:: Records supplied
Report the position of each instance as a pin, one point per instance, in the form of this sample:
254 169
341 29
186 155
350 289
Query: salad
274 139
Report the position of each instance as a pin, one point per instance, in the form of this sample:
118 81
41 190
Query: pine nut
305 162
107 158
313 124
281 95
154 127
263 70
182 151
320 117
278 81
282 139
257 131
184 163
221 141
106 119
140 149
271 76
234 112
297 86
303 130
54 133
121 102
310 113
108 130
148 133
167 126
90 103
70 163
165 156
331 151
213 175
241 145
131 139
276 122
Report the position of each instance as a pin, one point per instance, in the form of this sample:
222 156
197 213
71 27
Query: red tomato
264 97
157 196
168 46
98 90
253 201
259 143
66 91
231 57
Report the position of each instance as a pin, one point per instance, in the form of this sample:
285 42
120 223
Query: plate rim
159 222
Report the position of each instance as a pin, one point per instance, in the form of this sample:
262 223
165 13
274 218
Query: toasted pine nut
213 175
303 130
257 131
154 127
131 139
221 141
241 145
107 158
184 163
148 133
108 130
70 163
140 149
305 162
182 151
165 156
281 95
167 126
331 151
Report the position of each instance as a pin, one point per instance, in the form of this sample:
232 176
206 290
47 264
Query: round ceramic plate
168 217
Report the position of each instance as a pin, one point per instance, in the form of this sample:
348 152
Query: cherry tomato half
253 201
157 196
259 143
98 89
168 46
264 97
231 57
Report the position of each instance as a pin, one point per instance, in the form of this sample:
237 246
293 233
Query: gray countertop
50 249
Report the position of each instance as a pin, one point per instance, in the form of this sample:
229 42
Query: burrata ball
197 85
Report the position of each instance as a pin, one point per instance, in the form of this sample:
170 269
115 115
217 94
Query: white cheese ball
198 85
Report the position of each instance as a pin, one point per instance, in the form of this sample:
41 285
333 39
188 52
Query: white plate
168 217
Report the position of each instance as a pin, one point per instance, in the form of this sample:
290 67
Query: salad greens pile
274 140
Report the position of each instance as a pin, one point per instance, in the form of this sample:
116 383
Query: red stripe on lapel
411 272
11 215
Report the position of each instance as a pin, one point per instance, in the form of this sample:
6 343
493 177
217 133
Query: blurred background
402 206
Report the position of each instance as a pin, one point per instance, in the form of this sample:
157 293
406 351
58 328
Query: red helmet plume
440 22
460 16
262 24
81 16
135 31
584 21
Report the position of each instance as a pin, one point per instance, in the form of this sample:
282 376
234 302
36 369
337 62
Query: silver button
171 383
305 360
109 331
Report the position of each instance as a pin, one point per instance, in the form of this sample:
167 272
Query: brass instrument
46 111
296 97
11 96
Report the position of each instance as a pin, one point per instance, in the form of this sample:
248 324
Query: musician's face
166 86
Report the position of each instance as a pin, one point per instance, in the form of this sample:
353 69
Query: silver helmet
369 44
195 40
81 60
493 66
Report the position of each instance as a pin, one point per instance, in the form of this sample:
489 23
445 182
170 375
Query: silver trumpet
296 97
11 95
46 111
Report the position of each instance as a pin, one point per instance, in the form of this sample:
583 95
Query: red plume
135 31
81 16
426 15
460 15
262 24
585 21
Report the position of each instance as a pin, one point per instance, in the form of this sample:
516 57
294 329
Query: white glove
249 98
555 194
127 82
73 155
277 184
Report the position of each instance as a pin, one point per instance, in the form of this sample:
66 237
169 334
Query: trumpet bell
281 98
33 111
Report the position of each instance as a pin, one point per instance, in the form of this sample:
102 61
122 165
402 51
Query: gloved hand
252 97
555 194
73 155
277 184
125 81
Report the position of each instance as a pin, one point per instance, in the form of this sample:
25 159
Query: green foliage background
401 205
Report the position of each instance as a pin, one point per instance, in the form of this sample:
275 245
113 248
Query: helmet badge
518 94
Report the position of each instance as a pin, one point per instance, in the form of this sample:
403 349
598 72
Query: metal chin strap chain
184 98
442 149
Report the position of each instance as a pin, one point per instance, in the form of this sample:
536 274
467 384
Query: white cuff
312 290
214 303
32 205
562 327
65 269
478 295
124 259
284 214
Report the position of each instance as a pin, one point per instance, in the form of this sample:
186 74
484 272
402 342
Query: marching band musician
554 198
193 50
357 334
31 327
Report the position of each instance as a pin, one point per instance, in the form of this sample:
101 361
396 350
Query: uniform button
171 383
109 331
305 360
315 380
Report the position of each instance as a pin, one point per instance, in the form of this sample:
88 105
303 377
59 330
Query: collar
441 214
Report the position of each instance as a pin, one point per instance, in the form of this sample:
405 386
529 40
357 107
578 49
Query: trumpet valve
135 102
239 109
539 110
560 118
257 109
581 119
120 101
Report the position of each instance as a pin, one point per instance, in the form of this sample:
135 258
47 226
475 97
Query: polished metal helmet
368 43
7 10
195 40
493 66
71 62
::::
■ Problem details ■
Return each entry from above without altering a single character.

■ Exercise output ■
Report the position of each instance as a pin, one point per instance, in the form of this sample:
254 169
341 29
186 155
350 289
Query: salad
274 139
Report the position of each instance as a pin, one point per instance, in the form of this sample:
118 81
41 190
Query: pine nut
305 162
107 158
313 124
281 95
154 127
263 70
182 151
320 117
278 81
282 139
257 131
184 163
221 141
106 119
140 149
271 76
234 112
297 86
303 130
54 133
121 102
310 113
108 130
148 133
167 126
90 103
70 163
165 156
331 151
213 175
241 145
131 139
276 122
Report the position of each instance as a pin, one point per instance, in the form of this sample:
222 156
197 213
71 27
Query: red tomato
264 97
157 196
168 46
98 90
253 201
259 143
66 91
231 57
Report the position of each instance as a pin, one point per instance, in the form of this sample:
285 42
120 223
Query: plate rim
159 222
Report the position of each instance as a pin, one point per instance, in the form of this sample:
262 223
165 13
274 218
Query: toasted pine nut
213 175
303 130
257 131
154 127
131 139
221 141
241 145
107 158
184 163
148 133
108 130
70 163
140 149
305 162
182 151
165 156
281 95
167 126
331 151
Report the position of each instance as a pin, one point per instance, in the form of this sample:
232 176
206 290
47 264
Query: round ceramic plate
168 217
Report the position of each instance as a pin, one point per instance, in the form of this sample:
348 152
Query: cherry tomato half
253 201
157 196
259 143
98 89
168 46
264 97
231 57
Report the position of each instance as a pin, one point per instance, in the form of this sample:
237 246
293 233
Query: gray countertop
50 249
Report the position of each instance as a pin, one point per instance, in the form of this sample:
229 42
Query: burrata ball
197 85
Report the position of each instance as a pin, one point per instance, in the form of this sample:
170 269
115 115
217 94
Query: white cheese ball
198 85
Report the position of each instance as a pin, one point per instance, in the form of this sample:
41 285
333 39
188 52
Query: white plate
168 217
Report the position of each instance as a pin, one point per instance, in the form of this sample:
290 67
Query: salad greens pile
274 140
Report the position of each instance as a pin, one point per instance, in the form of this sample:
116 383
Query: red stripe on lapel
411 272
11 215
Report the position of each instance as a pin, one point per instance, in the form of this sample:
6 343
493 177
217 133
Query: blurred background
402 206
Report the position of each instance as a pin, one point per instance, in the form of this sample:
157 293
406 351
58 328
Query: red helmet plume
440 22
460 16
262 24
81 16
135 31
584 21
Report the position of each instance as a pin, one point per instance, in the form of this sample:
282 376
234 302
36 369
337 62
Query: silver button
171 383
305 360
109 331
Report the position of each instance as a pin, one point per instance, in the form of this sample:
167 272
Query: brass instrument
46 111
296 97
11 96
Report the position of each instance as a pin, one point per instance, in the form of this sample:
248 324
Query: musician's face
166 86
Report the position of each instance as a pin, one point per instance, in the form of this sample:
353 69
Query: silver helmet
369 44
195 40
81 60
493 66
Report the position of each instance as a pin, one point per instance, in the form of this sample:
489 23
445 182
170 375
Query: silver trumpet
296 97
11 95
46 111
Report the position of each instance as a pin, one point per instance, in the form of this sample:
583 95
Query: red plume
135 31
81 16
426 15
460 15
262 24
585 21
Report the position of each instance as a pin, one point per instance, in the form of this sample:
516 57
294 329
Query: white glove
249 98
555 194
127 82
73 155
277 184
Report the position of each instance as a pin, one point per instance, in the form of this sample:
66 237
169 334
Query: trumpet bell
281 98
33 111
Report the position of each instance as a pin, one point per instance, in the form of this sample:
102 61
122 165
402 51
Query: gloved hand
252 97
555 194
73 155
277 184
125 81
Report the position of each instance as a pin, one point per instance, in the form of this sample:
25 159
Query: green foliage background
401 205
Report the position of each instance as a pin, one point per instance, in the form of this sample:
275 245
113 248
Query: helmet badge
518 94
Report the position of each instance as a pin, one point per instance, in the form of this sample:
403 349
598 72
Query: metal chin strap chain
184 98
442 149
Report the position of each instance as a pin, one point per instance, in the form of this sample:
536 274
467 384
Query: white cuff
312 290
214 303
32 205
562 327
65 269
478 295
124 259
284 214
Report the position of each instance as a pin, one point per instance, in the form of this sample:
186 74
484 272
402 342
Query: marching band musician
554 198
193 50
357 334
31 327
Report the position of each instance as a pin, one point per instance, in the form of this sample:
101 361
396 350
Query: uniform button
171 383
109 331
305 360
315 380
Report the position of each instance as a pin, one point per instance, in the form of this sample:
88 105
303 377
59 330
Query: collar
441 214
Report the position of each instance as a pin, one point per instance, in the form of this sample:
405 386
529 40
357 107
578 49
Query: trumpet valve
135 102
239 109
539 110
560 118
257 109
581 119
120 101
Report the position of each instance as a pin, one point per instance, in the form of this sample:
135 258
47 226
475 97
Query: polished metal helmet
368 43
7 10
195 40
493 66
71 62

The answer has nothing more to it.